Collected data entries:
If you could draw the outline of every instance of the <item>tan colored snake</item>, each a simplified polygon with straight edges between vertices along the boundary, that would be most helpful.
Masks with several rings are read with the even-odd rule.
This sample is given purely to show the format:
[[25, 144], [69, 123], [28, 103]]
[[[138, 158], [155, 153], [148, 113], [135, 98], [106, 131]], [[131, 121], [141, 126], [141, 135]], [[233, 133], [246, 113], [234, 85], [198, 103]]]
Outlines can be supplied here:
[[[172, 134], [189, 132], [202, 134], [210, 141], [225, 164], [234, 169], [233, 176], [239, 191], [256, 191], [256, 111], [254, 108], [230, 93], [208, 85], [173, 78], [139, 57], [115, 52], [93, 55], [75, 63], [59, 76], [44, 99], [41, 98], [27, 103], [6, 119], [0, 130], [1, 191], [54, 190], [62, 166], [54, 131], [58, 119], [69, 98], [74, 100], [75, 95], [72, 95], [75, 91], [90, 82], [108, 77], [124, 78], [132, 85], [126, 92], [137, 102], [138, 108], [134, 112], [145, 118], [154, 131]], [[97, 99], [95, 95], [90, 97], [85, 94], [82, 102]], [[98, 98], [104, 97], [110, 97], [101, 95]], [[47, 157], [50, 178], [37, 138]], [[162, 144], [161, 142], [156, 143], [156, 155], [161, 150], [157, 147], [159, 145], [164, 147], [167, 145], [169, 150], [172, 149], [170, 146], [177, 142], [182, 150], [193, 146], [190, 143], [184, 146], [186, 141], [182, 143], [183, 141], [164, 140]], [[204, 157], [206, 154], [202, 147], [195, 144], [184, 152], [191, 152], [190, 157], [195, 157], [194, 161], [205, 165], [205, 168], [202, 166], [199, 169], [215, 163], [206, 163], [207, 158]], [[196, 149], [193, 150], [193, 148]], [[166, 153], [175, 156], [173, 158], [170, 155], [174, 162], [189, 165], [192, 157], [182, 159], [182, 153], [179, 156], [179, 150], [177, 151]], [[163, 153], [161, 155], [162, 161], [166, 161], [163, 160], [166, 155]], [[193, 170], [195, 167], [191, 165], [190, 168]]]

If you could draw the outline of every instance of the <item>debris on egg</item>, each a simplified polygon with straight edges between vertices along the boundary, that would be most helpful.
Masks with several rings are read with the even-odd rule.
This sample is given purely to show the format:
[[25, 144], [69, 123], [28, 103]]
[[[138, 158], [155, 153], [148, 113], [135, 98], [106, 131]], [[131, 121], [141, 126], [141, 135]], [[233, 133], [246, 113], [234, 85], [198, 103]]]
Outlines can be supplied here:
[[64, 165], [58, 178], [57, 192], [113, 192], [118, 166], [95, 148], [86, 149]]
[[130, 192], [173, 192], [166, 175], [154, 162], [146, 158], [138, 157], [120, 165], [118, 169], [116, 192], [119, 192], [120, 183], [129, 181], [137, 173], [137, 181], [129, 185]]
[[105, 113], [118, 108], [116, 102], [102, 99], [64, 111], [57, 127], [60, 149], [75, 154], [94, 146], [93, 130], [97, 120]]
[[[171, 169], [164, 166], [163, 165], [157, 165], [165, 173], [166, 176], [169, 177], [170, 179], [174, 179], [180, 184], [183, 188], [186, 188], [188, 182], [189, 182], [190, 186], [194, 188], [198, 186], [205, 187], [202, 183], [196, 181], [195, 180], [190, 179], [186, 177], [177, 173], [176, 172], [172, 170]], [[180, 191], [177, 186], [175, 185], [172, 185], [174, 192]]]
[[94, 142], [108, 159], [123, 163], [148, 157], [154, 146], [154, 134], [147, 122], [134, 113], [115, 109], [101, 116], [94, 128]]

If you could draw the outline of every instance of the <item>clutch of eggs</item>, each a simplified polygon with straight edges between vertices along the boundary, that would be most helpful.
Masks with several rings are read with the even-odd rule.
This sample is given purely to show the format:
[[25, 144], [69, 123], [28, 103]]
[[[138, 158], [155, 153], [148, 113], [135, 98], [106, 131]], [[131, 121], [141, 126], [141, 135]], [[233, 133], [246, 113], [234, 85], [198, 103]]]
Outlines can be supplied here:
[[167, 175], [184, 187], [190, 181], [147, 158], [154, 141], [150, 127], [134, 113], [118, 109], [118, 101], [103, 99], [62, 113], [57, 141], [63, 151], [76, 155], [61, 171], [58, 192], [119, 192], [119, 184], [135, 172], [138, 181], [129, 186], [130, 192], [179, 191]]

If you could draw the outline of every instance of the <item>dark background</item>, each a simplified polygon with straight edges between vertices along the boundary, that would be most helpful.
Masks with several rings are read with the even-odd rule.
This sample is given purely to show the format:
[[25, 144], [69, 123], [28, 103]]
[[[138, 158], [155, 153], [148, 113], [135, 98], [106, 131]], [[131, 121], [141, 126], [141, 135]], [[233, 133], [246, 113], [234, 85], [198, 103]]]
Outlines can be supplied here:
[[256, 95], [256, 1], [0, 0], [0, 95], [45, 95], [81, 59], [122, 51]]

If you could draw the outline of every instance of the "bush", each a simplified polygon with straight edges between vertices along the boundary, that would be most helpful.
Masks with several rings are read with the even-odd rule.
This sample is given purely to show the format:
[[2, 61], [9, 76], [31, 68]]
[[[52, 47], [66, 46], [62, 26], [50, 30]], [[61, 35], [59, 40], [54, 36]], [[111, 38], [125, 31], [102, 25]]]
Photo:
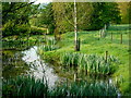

Requirements:
Write out all the records above again, swapping every "simplified polygon" for "simple polygon" and keeping everything else the same. Leave the pictures out of your answer.

Worked solution:
If you could draw the outline of every instance of the <item>tan colored snake</item>, each a simple polygon with straight edges between vertices along the boundary, that would be most helpful.
Masks with several rings are read with the even-odd rule.
This sample is given purely to show the format:
[[25, 144], [69, 123], [28, 103]]
[[[138, 158], [155, 153], [148, 113], [135, 98], [106, 131]], [[131, 121], [141, 126], [141, 135]], [[233, 133], [246, 113], [234, 85], [198, 103]]]
Outlines can be supplied here:
[[[172, 134], [189, 132], [202, 134], [210, 141], [225, 164], [234, 169], [233, 176], [239, 191], [256, 191], [256, 111], [254, 108], [230, 93], [208, 85], [173, 78], [139, 57], [115, 52], [93, 55], [75, 63], [59, 76], [44, 99], [41, 98], [27, 103], [6, 119], [0, 130], [1, 191], [54, 190], [62, 166], [54, 131], [58, 119], [69, 98], [74, 100], [75, 95], [72, 95], [75, 91], [90, 82], [108, 77], [124, 78], [132, 85], [126, 92], [137, 102], [138, 108], [134, 112], [145, 118], [154, 131]], [[97, 99], [95, 95], [90, 97], [85, 94], [82, 102]], [[98, 98], [104, 97], [110, 97], [101, 95]], [[47, 157], [50, 178], [37, 138]], [[162, 144], [161, 142], [156, 143], [156, 155], [161, 150], [157, 147], [159, 145], [164, 147], [167, 145], [169, 150], [172, 149], [170, 146], [177, 142], [182, 150], [193, 146], [190, 143], [184, 146], [186, 141], [182, 143], [183, 141], [164, 140]], [[204, 157], [206, 154], [202, 147], [195, 144], [184, 152], [191, 152], [190, 157], [195, 157], [194, 161], [205, 165], [205, 168], [202, 166], [199, 169], [215, 163], [206, 163], [207, 158]], [[196, 149], [193, 150], [193, 148]], [[166, 153], [175, 156], [173, 158], [170, 155], [174, 162], [189, 165], [192, 157], [182, 159], [182, 153], [179, 156], [179, 150], [177, 151]], [[163, 153], [161, 155], [162, 161], [166, 161], [163, 160], [166, 155]], [[193, 170], [195, 167], [191, 165], [190, 168]]]

If you could draw the outline of every instance of the <item>debris on egg</item>, each a simple polygon with straight edges between vertices along the boundary, that would be most helpful.
Masks with several rings are read with the even-odd rule.
This sample is given purely to show the format:
[[25, 144], [69, 123], [28, 103]]
[[[138, 158], [155, 153], [148, 113], [135, 98], [106, 131]], [[131, 121], [141, 126], [141, 135]], [[233, 133], [246, 113], [234, 85], [198, 103]]]
Outlines can be supplied here:
[[64, 165], [58, 178], [57, 192], [113, 192], [118, 166], [95, 148], [86, 149]]
[[130, 192], [173, 192], [166, 175], [154, 162], [146, 158], [138, 157], [120, 165], [118, 169], [116, 192], [119, 192], [120, 183], [129, 181], [137, 173], [137, 181], [129, 185]]
[[105, 113], [118, 108], [116, 102], [102, 99], [64, 111], [57, 127], [60, 149], [75, 154], [94, 146], [93, 130], [97, 120]]
[[[171, 169], [164, 166], [163, 165], [157, 165], [165, 173], [166, 176], [169, 177], [170, 179], [174, 179], [180, 184], [183, 188], [186, 188], [188, 182], [189, 182], [190, 186], [194, 188], [198, 186], [205, 187], [202, 183], [196, 181], [195, 180], [190, 179], [186, 177], [177, 173], [176, 172], [172, 170]], [[180, 191], [177, 186], [175, 185], [172, 185], [174, 192]]]
[[94, 142], [108, 159], [123, 163], [148, 157], [154, 146], [154, 134], [147, 122], [134, 113], [115, 109], [101, 116], [94, 128]]

If you could draw the outline of every instance of the <item>clutch of eggs</item>, each a simple polygon with straight edges between vertices along the boundary, that would be most helpful.
Masks with several rings are read with the even-odd rule.
This sample is given purely to show the format:
[[25, 144], [69, 123], [28, 103]]
[[[138, 158], [155, 153], [148, 113], [135, 98], [106, 131]], [[131, 121], [141, 126], [141, 135]], [[233, 133], [246, 113], [234, 85], [198, 103]]]
Outlines can be supplied here:
[[167, 175], [184, 187], [190, 181], [147, 158], [154, 141], [150, 127], [134, 113], [118, 109], [118, 101], [103, 99], [62, 113], [57, 141], [63, 151], [76, 155], [61, 171], [58, 192], [119, 192], [119, 184], [135, 172], [138, 181], [129, 186], [130, 192], [179, 191]]

If you could draw the outline of every instance of the <item>dark background</item>, each a simple polygon with straight edges between vertices along the boundary, that would be most helpful.
Masks with several rings are read with the even-odd rule.
This sample is given purely to show the format:
[[25, 144], [69, 123], [28, 103]]
[[[138, 158], [155, 153], [148, 113], [135, 98], [106, 131]], [[131, 121], [141, 126], [141, 135]], [[233, 133], [246, 113], [234, 85], [198, 103]]]
Outlines can be supplied here:
[[256, 95], [256, 1], [0, 0], [0, 95], [45, 95], [81, 59], [122, 51]]

If you could draw the outline of every instance of the "bush", each a simple polygon with straight edges between vertices along the boundary, that would be most helpful.
Masks with several rings are read with the even-odd rule.
This sample is given purely to show the format:
[[2, 61], [9, 76], [31, 68]]
[[[52, 47], [66, 46], [62, 26], [50, 30]], [[61, 35], [59, 40], [54, 36]], [[111, 38], [125, 31], [102, 25]]]
Photo:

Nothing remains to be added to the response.